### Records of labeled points
........
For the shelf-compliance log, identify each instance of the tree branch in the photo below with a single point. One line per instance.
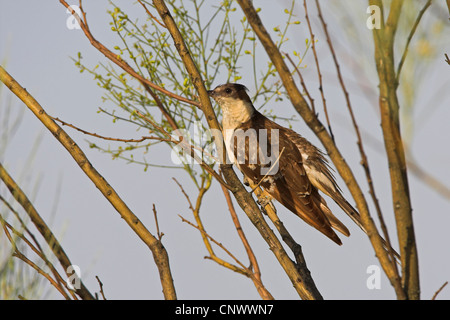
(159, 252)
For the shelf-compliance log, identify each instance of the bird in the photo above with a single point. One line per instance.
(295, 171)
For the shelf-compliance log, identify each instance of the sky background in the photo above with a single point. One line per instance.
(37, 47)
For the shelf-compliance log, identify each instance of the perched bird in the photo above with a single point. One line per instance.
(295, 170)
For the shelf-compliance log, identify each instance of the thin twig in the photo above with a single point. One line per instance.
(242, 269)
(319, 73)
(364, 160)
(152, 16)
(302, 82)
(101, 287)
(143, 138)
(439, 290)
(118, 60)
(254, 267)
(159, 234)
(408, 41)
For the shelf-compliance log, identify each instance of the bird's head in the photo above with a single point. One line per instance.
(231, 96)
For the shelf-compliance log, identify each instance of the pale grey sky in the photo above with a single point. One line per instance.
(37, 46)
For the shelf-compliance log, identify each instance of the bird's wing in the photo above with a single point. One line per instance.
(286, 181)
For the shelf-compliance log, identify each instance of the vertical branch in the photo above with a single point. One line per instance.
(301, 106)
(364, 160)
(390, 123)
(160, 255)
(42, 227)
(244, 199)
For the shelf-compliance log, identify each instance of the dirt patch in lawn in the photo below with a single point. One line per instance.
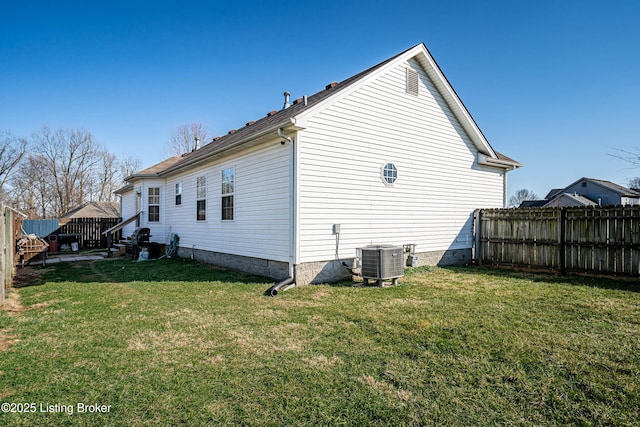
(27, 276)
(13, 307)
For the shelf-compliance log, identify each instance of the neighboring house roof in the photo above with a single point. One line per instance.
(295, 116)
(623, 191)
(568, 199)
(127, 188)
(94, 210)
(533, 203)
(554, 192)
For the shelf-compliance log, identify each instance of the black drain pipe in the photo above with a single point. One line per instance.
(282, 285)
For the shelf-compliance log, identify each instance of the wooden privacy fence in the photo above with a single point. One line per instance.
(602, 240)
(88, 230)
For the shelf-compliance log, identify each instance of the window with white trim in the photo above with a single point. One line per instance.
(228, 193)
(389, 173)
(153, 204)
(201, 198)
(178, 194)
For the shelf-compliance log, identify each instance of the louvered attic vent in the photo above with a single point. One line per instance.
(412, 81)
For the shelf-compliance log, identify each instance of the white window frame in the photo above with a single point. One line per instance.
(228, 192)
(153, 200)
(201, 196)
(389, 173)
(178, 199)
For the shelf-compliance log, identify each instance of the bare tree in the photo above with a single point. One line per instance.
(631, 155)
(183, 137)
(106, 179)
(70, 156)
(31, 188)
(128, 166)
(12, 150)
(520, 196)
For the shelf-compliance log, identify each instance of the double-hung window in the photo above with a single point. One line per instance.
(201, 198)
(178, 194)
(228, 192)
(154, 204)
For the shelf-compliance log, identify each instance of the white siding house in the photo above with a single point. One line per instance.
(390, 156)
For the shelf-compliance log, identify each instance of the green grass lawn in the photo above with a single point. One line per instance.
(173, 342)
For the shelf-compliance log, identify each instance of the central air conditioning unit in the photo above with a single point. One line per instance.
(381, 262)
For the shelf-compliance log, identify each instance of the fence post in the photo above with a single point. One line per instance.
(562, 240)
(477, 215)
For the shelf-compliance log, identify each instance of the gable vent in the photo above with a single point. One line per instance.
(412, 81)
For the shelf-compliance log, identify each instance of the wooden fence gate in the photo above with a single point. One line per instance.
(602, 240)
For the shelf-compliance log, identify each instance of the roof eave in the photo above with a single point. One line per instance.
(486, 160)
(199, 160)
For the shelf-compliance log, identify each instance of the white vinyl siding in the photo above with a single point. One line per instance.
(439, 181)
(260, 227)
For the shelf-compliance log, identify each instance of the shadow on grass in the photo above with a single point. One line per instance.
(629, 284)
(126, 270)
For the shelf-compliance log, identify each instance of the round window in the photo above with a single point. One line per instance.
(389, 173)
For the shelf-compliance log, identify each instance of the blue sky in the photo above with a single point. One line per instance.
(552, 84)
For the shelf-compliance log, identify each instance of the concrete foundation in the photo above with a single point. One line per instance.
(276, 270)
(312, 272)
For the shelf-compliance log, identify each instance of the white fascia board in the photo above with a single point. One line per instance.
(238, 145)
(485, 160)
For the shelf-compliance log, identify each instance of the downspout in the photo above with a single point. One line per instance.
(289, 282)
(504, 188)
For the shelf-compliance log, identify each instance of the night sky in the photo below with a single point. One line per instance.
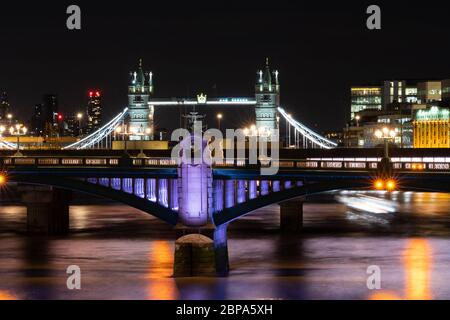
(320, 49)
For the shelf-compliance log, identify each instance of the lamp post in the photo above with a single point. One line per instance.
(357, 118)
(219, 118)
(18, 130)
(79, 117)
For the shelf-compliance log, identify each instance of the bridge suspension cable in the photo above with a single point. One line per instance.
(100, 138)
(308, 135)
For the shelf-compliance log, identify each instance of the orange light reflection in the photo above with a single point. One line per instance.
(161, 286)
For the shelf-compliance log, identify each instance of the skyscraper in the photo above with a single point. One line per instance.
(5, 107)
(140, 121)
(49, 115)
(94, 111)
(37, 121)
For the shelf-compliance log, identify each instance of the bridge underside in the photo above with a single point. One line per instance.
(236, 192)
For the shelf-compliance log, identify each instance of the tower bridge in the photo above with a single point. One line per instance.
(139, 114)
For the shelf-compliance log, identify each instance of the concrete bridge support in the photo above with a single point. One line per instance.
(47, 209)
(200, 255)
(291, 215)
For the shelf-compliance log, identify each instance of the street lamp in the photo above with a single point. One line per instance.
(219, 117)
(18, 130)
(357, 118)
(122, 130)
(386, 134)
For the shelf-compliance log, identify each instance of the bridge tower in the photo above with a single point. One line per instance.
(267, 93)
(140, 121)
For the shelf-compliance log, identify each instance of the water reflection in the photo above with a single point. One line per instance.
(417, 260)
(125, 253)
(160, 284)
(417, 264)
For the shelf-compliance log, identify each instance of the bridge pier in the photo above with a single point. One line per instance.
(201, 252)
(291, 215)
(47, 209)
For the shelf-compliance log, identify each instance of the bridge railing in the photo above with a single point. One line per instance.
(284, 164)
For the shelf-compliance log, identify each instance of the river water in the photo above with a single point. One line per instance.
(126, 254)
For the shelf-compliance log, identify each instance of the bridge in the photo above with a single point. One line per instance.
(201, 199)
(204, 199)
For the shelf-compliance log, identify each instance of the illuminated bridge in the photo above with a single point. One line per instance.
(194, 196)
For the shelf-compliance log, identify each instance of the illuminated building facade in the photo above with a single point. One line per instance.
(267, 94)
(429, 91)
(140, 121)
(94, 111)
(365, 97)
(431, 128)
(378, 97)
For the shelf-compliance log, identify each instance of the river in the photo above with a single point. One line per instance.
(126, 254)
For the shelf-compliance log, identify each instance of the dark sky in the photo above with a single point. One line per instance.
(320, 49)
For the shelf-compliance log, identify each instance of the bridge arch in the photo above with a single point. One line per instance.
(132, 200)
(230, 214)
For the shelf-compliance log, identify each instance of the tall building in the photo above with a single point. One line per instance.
........
### Problem description
Reproduce the material above in full and without alteration, but skip all pictures.

### Exercise solution
For the shelf-compliance log, identify each instance of the tree branch in the photo below with a single point. One line per instance.
(159, 252)
For the shelf-compliance log, identify each instance of the bird in the photo above with a single point. One line per instance.
(295, 171)
For the shelf-compliance log, identify each instance of the sky background in the photo above with a single point. One line per instance.
(37, 47)
For the shelf-compliance log, identify each instance of the perched bird in the photo above with a single point. One line per instance.
(295, 170)
For the shelf-compliance log, identify each instance of the thin twig in the photo above with a single point. One line per instance.
(242, 269)
(319, 73)
(364, 160)
(152, 16)
(302, 82)
(101, 287)
(143, 138)
(439, 290)
(118, 60)
(254, 267)
(159, 234)
(408, 41)
For the shelf-compliance log, identify each instance of the bird's head in the photo above with a single point. One line per instance.
(231, 96)
For the shelf-compliance log, identify each instance of the pale grey sky in the photo above with a single point. One line per instance.
(37, 46)
For the shelf-compliance log, identify each instance of the bird's wing in the photo above with a single point. One line per instance.
(286, 181)
For the shelf-compliance log, identify each instance of the vertical branch in the photo above with a single point. One line per instance.
(301, 106)
(364, 160)
(390, 123)
(160, 255)
(42, 227)
(244, 199)
For the shelf-compliance log, identify each instance of the dirt patch in lawn in the photo below with a single point. One line per instance.
(27, 276)
(13, 307)
For the shelf-compliance log, identify each instance of the neighboring house roof in the photo above with a single point. One line per instance.
(295, 116)
(623, 191)
(568, 199)
(127, 188)
(94, 210)
(533, 203)
(554, 192)
For the shelf-compliance log, identify each instance of the black drain pipe in the photo above with a single point. One line per instance.
(282, 285)
For the shelf-compliance log, identify each instance of the wooden privacy fence in the photo above with a single point. One line per instance.
(602, 240)
(88, 230)
For the shelf-compliance log, identify each instance of the window with white trim in the photo above with a single point. One line per instance.
(228, 193)
(389, 173)
(153, 204)
(201, 198)
(178, 194)
For the shelf-compliance log, identify each instance of the louvered attic vent in the photo above with a single point. One line per instance.
(412, 81)
For the shelf-compliance log, identify each instance of the white window frame in the photo above with a single point. One line per instance.
(228, 192)
(153, 200)
(201, 196)
(389, 173)
(178, 199)
For the shelf-compliance log, identify each instance of the bare tree in the photo above with a single point. One line per instance.
(631, 155)
(183, 137)
(106, 179)
(70, 156)
(31, 188)
(128, 166)
(12, 150)
(520, 196)
For the shelf-compliance log, identify each instance of the double-hung window in the photo above with a single point. One line per instance.
(201, 198)
(178, 194)
(228, 192)
(154, 204)
For the shelf-compliance log, identify each instance of the white siding house in the photo above with a single point. One line per instance.
(390, 156)
For the shelf-compliance log, identify each instance of the green grass lawn in the photo above with a single point. One line per instance.
(173, 342)
For the shelf-compliance log, identify each instance of the central air conditioning unit in the photo above with a single point. One line per instance.
(381, 262)
For the shelf-compliance log, identify each instance of the fence post in the photo above with a single point. One line per instance.
(562, 240)
(477, 215)
For the shelf-compliance log, identify each instance of the gable vent in the photo above with a single point. One line per instance.
(412, 81)
For the shelf-compliance log, identify each instance of the wooden fence gate in the photo above with a single point. One line per instance.
(602, 240)
For the shelf-compliance log, identify each instance of the roof eave in the photo above with a single point. One line per instance.
(486, 160)
(199, 160)
For the shelf-compliance log, identify each instance of the white vinyl siding in the photo above with a single point. One line per instance.
(439, 181)
(260, 227)
For the shelf-compliance log, identify each instance of the shadow on grass in the photo above with a single point. One line per instance.
(629, 284)
(126, 270)
For the shelf-compliance log, identify each instance of the round window in the photo above with a single point. One line per instance.
(389, 173)
For the shelf-compliance log, identify each instance of the blue sky in the photo above with a single point. One line per instance.
(552, 84)
For the shelf-compliance log, identify each instance of the concrete foundation in the photo above with a single point. One line per instance.
(276, 270)
(312, 272)
For the shelf-compliance log, identify each instance of the white fascia board in the photo above with a single point. One line per instance.
(238, 145)
(485, 160)
For the shelf-compliance log, identify each instance of the downspout in the photo above with a single point. One line per instance.
(289, 282)
(504, 188)
For the shelf-compliance log, identify each instance of the night sky in the photo below with a single point. One line per instance.
(320, 49)
For the shelf-compliance log, identify each instance of the lamp post in the photo above with a single point. One line per instance.
(357, 118)
(219, 118)
(18, 130)
(79, 117)
For the shelf-compliance log, identify each instance of the bridge suspension cable in the photo above with a single point. One line per instance.
(100, 138)
(308, 135)
For the shelf-compliance log, identify each instance of the orange light reflection in the photo above with a single point. One line per instance.
(161, 286)
For the shelf-compliance log, identify each instance of the skyscraper in the photo above with a single point. One line per instance.
(5, 107)
(140, 121)
(49, 115)
(94, 111)
(37, 121)
For the shelf-compliance log, identify each instance of the bridge underside in the photo above with a single point. One line per instance.
(236, 192)
For the shelf-compliance log, identify each instance of the tower bridge in the photo above with a single point. One line per instance.
(139, 114)
For the shelf-compliance log, identify each instance of the concrete bridge support in the photo above with a single point. One line per instance.
(47, 209)
(200, 255)
(291, 215)
For the shelf-compliance log, identify each instance of the street lamp in the photo above with a single point. One line per instance.
(219, 117)
(18, 130)
(357, 118)
(122, 130)
(386, 134)
For the shelf-compliance log, identify each instance of the bridge tower in the photo above with a single point. One line per instance.
(267, 93)
(140, 121)
For the shelf-compliance log, identify each instance of the water reflection in the photo above with a single point. One line per instance.
(417, 260)
(125, 253)
(160, 284)
(417, 264)
For the shelf-compliance log, identify each instance of the bridge pier in the photo above with a single point. One line per instance.
(201, 252)
(291, 215)
(47, 209)
For the shelf-compliance log, identify each instance of the bridge railing in the photo above with a single point. One line per instance.
(284, 164)
For the shelf-compliance log, identify each instance of the river water in the photo above with a single point. One line per instance.
(126, 254)
For the shelf-compliance log, identify each instance of the bridge in the photo above with a single point. One line per instance.
(201, 199)
(204, 199)
For the shelf-compliance log, identify each instance of the illuminated bridge in the photo above with a single point. One line per instance.
(194, 196)
For the shelf-compliance log, identify each instance of the illuminated building facade in the photo above with a single point. One line per instance.
(267, 94)
(429, 91)
(140, 121)
(94, 111)
(365, 97)
(431, 128)
(378, 97)
For the shelf-compliance log, identify each instance of the river in the photo above with a single point. One line per instance.
(126, 254)
For the shelf-compliance log, identify each instance of the dark sky in the photo above with a single point. One line per instance.
(320, 49)
For the shelf-compliance log, identify each instance of the bridge arch in the photo above with a single point. One line per instance.
(132, 200)
(230, 214)
For the shelf-compliance log, identify each instance of the tall building in the photo above with a single point. One line per instance.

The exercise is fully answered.